- Instructions to follow -
The records that follow need to be printed exactly. Leave out each image.

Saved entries
......

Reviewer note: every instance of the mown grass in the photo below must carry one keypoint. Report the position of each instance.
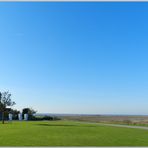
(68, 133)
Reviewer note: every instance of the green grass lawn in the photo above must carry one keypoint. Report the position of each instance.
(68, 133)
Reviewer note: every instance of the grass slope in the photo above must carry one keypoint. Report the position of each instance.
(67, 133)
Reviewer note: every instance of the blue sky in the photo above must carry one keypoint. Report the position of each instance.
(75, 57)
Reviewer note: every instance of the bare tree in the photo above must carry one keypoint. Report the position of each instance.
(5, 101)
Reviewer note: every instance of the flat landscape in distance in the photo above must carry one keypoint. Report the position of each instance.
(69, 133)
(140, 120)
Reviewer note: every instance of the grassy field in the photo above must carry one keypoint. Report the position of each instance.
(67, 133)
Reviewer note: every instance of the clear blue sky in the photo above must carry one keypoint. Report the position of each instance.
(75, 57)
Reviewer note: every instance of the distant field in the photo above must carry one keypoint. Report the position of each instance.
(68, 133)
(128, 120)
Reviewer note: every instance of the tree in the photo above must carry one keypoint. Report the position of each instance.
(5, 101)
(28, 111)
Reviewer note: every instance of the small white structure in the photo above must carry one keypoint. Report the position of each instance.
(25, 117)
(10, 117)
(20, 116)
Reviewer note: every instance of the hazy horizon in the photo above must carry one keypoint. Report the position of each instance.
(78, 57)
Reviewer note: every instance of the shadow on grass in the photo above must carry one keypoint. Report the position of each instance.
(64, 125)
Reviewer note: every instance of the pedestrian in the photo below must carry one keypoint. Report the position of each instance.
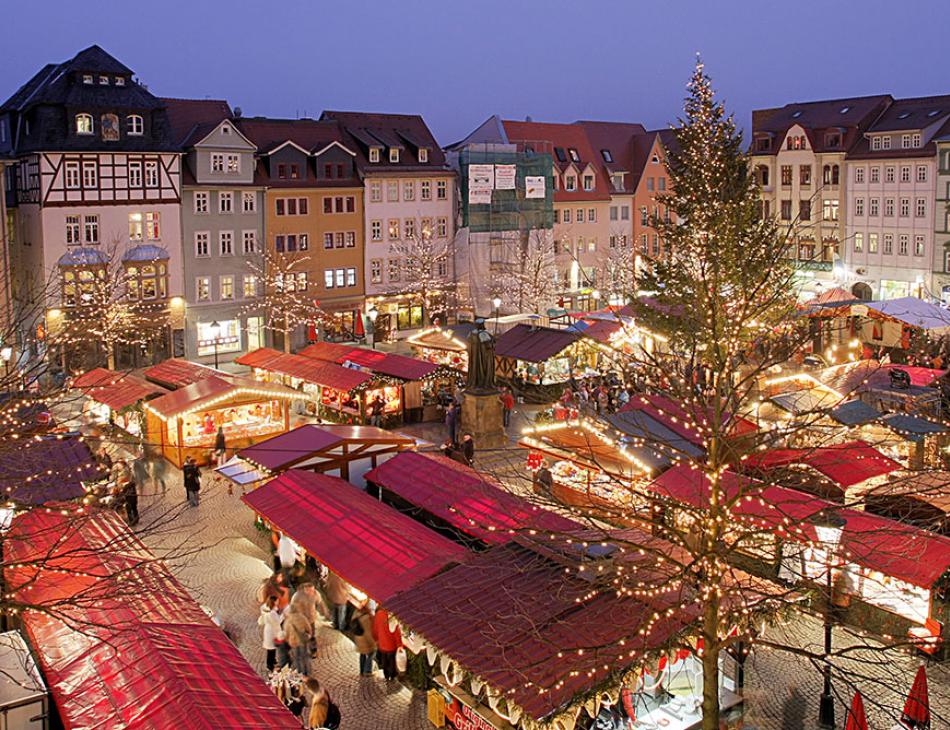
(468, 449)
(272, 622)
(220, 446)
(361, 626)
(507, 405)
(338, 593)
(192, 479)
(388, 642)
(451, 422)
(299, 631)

......

- Solution -
Reviewer note: every instance of the mown grass in the photo below must carry one keypoint. Report the position of each instance.
(68, 133)
Reviewer note: every instance of the green grass lawn in the photo above must carry one keypoint. Report the position of each instance.
(68, 133)
Reviewer note: every instance of the grass slope in the photo above must carry one keypoint. Report the position of each instance.
(67, 133)
Reviewer note: every instance of the blue sky in the photo above must carry one keypoint. Report the position of each instance.
(75, 57)
Reviewer note: every instance of the bare tree in the photo above must carry one keypoint. Report the position of each instance.
(5, 101)
Reviewer note: every instance of the flat landscape in distance in the photo above must carry one keypoint. Report the position of each instance.
(69, 133)
(140, 120)
Reviewer note: every instance of the grassy field in the photo above must carry one keypoint. Report the position of each instance.
(67, 133)
Reviewer note: every instance of the clear blue sky in the photo above must carry one keypoint. Report the position of each instance.
(75, 57)
Reviewer note: every instance of the distant field in the photo above must carry one keypoint. Report the position of each instance.
(68, 133)
(128, 120)
Reviewer note: every instance of the tree in the photo above must carry one keypoint. Report the position of each instance.
(5, 101)
(28, 111)
Reviewer note: every instance of the small white structure in the photo above must carry one keypoint. Report the position of each instance.
(25, 117)
(10, 117)
(20, 116)
Reviewer note: every instance of the hazy horizon in the photo above must carry one keypoint. Report the position of each instance.
(78, 57)
Reviewer note: every instance of the shadow on grass in the photo above must carry one keypoint. Report the position of each instance.
(64, 125)
Reviewer note: every instance of the pedestrian in the photo below must carry one keypoint. Report the position of each instance.
(468, 449)
(272, 622)
(220, 446)
(361, 626)
(507, 405)
(338, 593)
(192, 479)
(388, 642)
(451, 422)
(299, 631)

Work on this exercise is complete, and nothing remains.